[TEXT SEGMENT]

Opts.OpenCLVersion = 200;
}
diff --git a/clang/lib/CodeGen/BackendUtil.cpp b/clang/lib/CodeGen/BackendUtil.cpp
index fdd89edd72e109..e880347aed9f5e 100644
--- a/clang/lib/CodeGen/BackendUtil.cpp
+++ b/clang/lib/CodeGen/BackendUtil.cpp
@@ -348,20 +348,8 @@ static bool initTargetOptions(DiagnosticsEngine &Diags,
.Default(llvm::FloatABI::Default);
// Set FP fusion mode.
- switch (LangOpts.getDefaultFPContractMode()) {
- case LangOptions::FPM_Off:
- // Preserve any contraction performed by the front-end. (Strict performs
- // splitting of the muladd intrinsic in the backend.)
- Options.AllowFPOpFusion = llvm::FPOpFusion::Standard;
- break;
- case LangOptions::FPM_On:
- case LangOptions::FPM_FastHonorPragmas:
- Options.AllowFPOpFusion = llvm::FPOpFusion::Standard;
- break;
- case LangOptions::FPM_Fast:
- Options.AllowFPOpFusion = llvm::FPOpFusion::Fast;
- break;
- }
+ // All allowed fusion is indicated in the IR.
+ Options.AllowFPOpFusion = llvm::FPOpFusion::Standard;
Options.BinutilsVersion =
llvm::TargetMachine::parseBinutilsVersion(CodeGenOpts.BinutilsVersion);
@@ -386,9 +374,7 @@ static bool initTargetOptions(DiagnosticsEngine &Diags,
Options.UnsafeFPMath = LangOpts.AllowFPReassoc && LangOpts.AllowRecip &&
LangOpts.NoSignedZero && LangOpts.ApproxFunc &&
(LangOpts.getDefaultFPContractMode() ==
- LangOptions::FPModeKind::FPM_Fast ||
- LangOpts.getDefaultFPContractMode() ==
- LangOptions::FPModeKind::FPM_FastHonorPragmas);
+ LangOptions::FPModeKind::FPM_Fast);
Options.ApproxFuncFPMath = LangOpts.ApproxFunc;
Options.BBAddrMap = CodeGenOpts.BBAddrMap;
diff --git a/clang/lib/CodeGen/CGCall.cpp b/clang/lib/CodeGen/CGCall.cpp
index ca2c79b51ac96b..06e633f88c6001 100644
--- a/clang/lib/CodeGen/CGCall.cpp
+++ b/clang/lib/CodeGen/CGCall.cpp
@@ -1919,9 +1919,7 @@ static void getTrivialDefaultFunctionAttributes(
if (LangOpts.AllowFPReassoc && LangOpts.AllowRecip &&
LangOpts.NoSignedZero && LangOpts.ApproxFunc &&
(LangOpts.getDefaultFPContractMode() ==
- LangOptions::FPModeKind::FPM_Fast ||
- LangOpts.getDefaultFPContractMode() ==
- LangOptions::FPModeKind::FPM_FastHonorPragmas))

[/TEXT SEGMENT]
[SUPPLIED MATERIAL]

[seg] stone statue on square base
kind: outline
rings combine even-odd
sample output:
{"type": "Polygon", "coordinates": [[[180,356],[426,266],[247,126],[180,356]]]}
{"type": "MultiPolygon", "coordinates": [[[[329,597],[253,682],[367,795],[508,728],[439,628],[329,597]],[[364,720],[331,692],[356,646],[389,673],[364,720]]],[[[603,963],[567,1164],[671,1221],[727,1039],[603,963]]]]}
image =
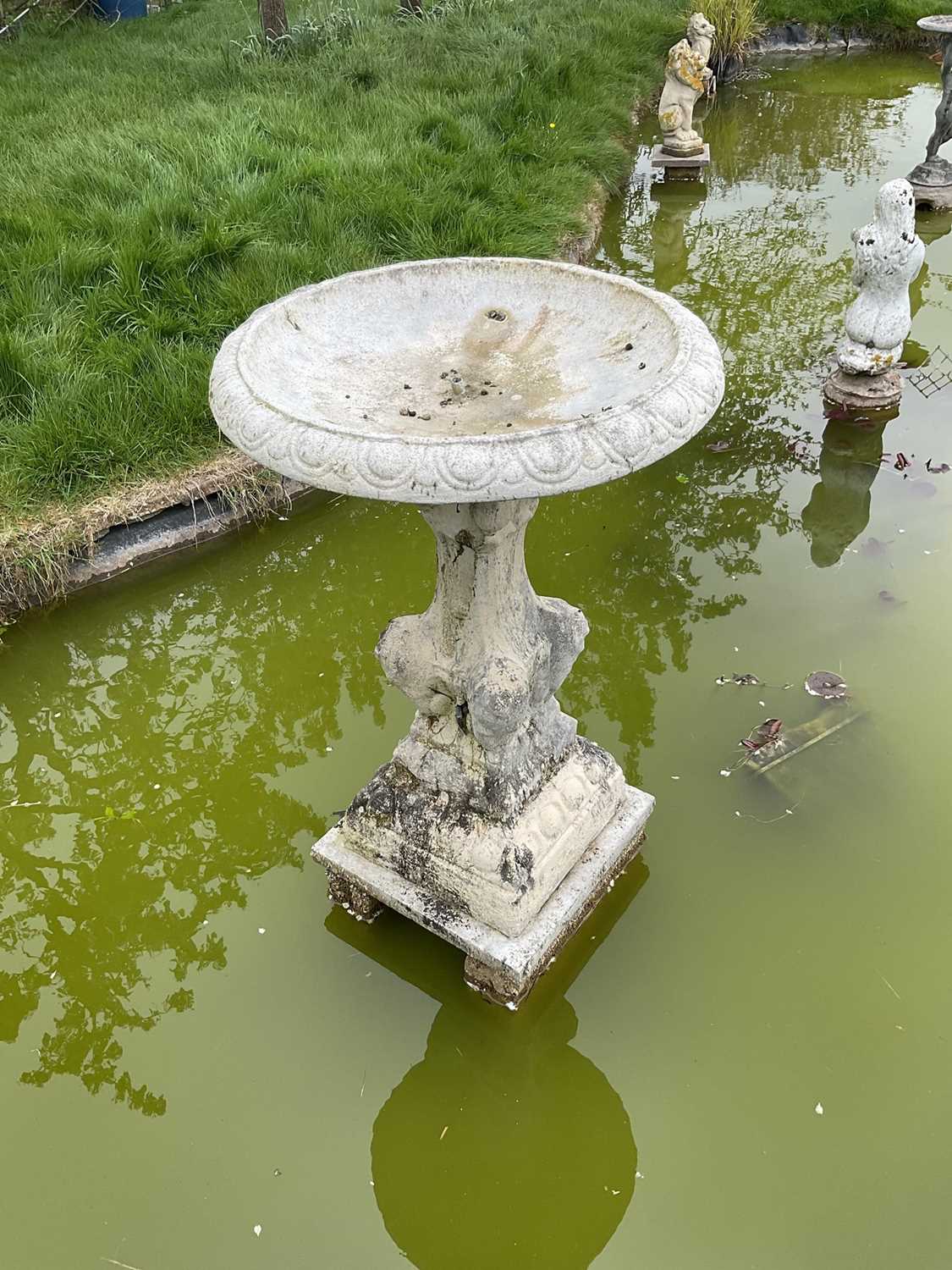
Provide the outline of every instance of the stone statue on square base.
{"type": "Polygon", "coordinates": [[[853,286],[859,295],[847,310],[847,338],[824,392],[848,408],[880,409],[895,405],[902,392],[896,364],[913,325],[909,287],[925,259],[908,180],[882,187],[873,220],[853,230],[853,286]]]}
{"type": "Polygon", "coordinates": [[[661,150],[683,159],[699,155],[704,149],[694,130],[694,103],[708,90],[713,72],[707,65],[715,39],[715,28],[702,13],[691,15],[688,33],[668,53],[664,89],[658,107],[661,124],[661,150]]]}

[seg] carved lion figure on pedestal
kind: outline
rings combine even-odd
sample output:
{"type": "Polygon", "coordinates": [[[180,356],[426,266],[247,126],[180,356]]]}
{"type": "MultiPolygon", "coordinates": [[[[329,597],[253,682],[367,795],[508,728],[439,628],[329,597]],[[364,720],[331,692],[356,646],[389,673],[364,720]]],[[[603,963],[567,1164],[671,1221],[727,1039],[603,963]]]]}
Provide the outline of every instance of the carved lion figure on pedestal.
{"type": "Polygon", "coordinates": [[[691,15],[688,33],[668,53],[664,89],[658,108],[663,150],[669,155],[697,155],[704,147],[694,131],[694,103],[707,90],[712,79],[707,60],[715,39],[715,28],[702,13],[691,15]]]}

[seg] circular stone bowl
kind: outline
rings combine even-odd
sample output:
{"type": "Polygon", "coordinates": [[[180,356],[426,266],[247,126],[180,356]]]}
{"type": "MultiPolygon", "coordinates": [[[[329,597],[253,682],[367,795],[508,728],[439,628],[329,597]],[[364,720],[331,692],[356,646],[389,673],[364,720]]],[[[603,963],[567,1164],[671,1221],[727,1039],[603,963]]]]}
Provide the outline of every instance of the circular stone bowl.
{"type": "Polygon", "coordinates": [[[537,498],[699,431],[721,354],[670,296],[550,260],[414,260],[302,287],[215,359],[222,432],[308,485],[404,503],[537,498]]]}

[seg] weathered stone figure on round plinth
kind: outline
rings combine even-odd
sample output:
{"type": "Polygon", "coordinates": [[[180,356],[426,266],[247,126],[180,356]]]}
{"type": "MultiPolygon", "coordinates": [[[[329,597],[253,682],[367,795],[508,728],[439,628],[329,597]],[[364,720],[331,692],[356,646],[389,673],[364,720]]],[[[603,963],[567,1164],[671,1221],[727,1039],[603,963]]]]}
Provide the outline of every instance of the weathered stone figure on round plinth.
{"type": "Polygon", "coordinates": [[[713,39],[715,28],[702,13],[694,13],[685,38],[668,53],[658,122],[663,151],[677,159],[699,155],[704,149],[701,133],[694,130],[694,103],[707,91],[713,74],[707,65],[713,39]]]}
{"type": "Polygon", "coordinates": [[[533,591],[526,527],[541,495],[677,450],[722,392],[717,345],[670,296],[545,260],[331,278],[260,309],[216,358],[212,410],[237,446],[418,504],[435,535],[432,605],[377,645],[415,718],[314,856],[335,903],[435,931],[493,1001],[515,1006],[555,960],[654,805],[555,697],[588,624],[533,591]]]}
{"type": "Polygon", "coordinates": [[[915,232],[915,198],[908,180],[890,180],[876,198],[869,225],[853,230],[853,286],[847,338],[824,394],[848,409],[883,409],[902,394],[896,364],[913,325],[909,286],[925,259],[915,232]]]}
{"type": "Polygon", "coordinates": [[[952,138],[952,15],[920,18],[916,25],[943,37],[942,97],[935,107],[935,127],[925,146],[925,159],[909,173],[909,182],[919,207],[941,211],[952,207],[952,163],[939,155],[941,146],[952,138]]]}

[/SUPPLIED MATERIAL]
[SUPPLIED MATERIAL]

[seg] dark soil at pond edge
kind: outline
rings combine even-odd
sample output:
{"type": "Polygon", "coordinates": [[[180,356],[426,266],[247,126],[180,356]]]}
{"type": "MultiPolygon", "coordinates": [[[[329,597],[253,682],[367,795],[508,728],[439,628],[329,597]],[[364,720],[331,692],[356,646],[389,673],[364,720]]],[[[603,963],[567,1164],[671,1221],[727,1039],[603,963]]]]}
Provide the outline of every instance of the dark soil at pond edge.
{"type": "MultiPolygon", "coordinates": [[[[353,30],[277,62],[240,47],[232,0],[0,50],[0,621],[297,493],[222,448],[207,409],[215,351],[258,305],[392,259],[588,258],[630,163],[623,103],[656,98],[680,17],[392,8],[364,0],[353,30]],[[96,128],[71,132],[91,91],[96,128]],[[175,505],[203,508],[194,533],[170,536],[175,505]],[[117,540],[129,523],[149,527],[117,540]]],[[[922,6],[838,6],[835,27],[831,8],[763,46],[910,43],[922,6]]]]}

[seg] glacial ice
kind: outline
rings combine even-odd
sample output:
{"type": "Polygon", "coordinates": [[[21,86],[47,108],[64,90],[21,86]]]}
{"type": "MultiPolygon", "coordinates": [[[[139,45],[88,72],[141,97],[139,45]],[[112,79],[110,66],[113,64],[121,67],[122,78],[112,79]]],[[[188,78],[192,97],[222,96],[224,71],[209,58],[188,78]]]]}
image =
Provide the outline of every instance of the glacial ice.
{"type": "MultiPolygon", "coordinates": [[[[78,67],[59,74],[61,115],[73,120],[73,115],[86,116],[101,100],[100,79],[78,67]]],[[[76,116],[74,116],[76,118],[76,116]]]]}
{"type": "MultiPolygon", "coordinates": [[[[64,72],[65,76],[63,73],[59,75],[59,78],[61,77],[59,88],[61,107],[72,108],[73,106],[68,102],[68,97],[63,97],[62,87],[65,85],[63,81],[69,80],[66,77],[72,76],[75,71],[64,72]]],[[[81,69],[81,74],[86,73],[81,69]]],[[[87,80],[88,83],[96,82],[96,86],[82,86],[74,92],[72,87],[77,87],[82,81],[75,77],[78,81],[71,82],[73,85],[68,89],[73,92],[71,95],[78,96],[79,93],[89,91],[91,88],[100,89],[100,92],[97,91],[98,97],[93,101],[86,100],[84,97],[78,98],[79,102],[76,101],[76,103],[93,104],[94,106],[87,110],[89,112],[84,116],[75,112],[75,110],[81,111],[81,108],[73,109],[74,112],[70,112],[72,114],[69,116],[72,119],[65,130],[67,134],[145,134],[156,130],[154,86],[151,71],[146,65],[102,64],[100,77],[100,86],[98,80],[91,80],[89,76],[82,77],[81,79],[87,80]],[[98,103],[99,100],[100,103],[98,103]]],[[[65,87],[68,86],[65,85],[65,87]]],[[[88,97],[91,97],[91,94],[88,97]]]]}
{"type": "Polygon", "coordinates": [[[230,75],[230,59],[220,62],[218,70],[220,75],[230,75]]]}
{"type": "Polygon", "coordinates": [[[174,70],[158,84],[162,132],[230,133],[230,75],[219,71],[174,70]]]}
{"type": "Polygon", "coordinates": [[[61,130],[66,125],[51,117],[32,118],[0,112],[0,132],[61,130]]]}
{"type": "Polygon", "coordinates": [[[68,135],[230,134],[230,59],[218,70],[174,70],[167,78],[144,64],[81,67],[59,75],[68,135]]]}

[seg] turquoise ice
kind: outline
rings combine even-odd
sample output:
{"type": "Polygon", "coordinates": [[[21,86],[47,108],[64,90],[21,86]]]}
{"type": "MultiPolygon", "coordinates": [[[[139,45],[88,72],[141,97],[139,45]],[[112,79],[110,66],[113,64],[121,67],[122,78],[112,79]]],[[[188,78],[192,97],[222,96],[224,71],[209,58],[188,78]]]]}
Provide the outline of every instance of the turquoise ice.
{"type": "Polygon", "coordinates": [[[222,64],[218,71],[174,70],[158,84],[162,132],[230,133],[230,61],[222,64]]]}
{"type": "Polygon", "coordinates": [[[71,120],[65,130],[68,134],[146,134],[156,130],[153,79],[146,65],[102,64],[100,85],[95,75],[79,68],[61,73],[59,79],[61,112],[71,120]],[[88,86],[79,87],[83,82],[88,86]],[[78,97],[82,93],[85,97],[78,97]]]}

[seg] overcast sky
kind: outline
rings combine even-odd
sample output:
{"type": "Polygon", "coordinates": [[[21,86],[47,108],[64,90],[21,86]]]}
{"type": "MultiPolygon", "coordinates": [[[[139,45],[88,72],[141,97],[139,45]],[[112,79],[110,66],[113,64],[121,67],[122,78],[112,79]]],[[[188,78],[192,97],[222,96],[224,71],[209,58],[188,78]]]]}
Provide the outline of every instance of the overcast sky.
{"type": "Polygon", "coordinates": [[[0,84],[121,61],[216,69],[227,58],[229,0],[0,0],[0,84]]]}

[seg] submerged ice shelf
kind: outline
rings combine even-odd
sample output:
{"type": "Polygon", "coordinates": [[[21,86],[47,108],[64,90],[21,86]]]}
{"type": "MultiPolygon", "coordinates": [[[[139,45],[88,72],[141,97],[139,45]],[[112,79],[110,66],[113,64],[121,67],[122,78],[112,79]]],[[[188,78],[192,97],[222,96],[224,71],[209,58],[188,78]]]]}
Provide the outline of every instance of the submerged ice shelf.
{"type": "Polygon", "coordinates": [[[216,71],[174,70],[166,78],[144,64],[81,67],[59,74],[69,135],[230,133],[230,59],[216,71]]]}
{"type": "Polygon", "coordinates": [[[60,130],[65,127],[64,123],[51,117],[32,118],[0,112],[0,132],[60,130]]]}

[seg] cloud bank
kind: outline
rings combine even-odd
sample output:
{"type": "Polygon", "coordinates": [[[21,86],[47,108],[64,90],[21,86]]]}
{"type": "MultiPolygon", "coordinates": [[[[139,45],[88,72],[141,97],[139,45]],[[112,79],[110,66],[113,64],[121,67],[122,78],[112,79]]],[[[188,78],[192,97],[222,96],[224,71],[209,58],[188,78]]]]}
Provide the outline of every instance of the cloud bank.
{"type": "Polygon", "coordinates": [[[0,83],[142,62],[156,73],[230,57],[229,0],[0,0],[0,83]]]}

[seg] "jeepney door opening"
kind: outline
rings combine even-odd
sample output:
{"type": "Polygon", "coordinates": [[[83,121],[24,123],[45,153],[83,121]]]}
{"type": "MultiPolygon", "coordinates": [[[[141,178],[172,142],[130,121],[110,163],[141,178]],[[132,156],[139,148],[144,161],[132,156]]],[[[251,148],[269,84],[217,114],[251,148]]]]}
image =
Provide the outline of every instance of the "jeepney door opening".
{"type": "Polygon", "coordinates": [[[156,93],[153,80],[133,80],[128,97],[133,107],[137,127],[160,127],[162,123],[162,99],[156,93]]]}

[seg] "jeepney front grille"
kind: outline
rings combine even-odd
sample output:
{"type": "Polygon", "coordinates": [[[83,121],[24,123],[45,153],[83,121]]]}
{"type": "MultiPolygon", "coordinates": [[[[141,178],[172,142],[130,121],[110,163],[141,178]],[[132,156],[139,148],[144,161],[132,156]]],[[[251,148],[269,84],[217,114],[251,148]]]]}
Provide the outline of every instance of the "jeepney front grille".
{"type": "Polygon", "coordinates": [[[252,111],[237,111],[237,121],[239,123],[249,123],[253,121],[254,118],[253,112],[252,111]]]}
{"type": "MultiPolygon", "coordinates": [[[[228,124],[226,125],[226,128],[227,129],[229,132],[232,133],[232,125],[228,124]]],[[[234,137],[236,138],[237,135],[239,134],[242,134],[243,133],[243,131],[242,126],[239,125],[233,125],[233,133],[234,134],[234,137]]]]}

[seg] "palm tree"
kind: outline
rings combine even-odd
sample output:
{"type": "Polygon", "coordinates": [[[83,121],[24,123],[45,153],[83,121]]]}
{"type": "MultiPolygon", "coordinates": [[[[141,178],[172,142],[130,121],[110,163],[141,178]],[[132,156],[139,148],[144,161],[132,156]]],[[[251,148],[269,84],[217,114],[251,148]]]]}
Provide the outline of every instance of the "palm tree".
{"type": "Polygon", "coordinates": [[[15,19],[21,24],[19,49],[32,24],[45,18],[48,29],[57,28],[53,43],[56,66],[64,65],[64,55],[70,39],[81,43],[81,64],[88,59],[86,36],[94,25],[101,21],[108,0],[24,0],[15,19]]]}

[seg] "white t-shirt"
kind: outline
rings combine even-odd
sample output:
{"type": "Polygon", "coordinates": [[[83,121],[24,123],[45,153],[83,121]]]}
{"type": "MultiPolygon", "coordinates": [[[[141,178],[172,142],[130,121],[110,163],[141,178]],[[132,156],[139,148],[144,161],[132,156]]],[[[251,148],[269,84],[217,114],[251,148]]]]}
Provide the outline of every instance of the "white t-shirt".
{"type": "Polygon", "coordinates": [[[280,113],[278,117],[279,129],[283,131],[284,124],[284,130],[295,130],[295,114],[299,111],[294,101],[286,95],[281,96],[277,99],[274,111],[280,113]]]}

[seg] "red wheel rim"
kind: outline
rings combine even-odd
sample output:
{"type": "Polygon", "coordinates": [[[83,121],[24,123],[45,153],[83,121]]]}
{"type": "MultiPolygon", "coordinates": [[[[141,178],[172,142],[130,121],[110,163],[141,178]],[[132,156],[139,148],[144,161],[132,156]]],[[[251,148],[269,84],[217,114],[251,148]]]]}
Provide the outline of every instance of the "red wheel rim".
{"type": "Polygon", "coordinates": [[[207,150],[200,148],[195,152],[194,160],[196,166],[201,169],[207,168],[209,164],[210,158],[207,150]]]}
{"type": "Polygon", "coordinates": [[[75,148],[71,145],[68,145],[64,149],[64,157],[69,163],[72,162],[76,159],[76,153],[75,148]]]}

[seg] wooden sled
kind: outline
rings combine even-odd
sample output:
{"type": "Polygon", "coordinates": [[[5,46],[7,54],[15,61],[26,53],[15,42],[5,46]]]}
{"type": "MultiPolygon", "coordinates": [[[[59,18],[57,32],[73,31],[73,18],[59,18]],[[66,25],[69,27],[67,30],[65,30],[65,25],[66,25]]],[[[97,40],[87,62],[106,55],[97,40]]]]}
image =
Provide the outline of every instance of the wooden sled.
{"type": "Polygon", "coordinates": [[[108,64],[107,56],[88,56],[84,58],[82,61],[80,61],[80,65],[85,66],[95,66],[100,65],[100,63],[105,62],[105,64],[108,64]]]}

[/SUPPLIED MATERIAL]

TASK INSTRUCTIONS:
[1] Repeat the part of the code diff from "- switch (LangOpts.getDefaultFPContractMode())" up to and including "in the backend.)".
[2] In the code diff, what is Options.AllowFPOpFusion always set to after the change to BackendUtil.cpp?

SOLUTIONS:
[1]
- switch (LangOpts.getDefaultFPContractMode()) {
- case LangOptions::FPM_Off:
- // Preserve any contraction performed by the front-end. (Strict performs
- // splitting of the muladd intrinsic in the backend.)

[2] llvm::FPOpFusion::Standard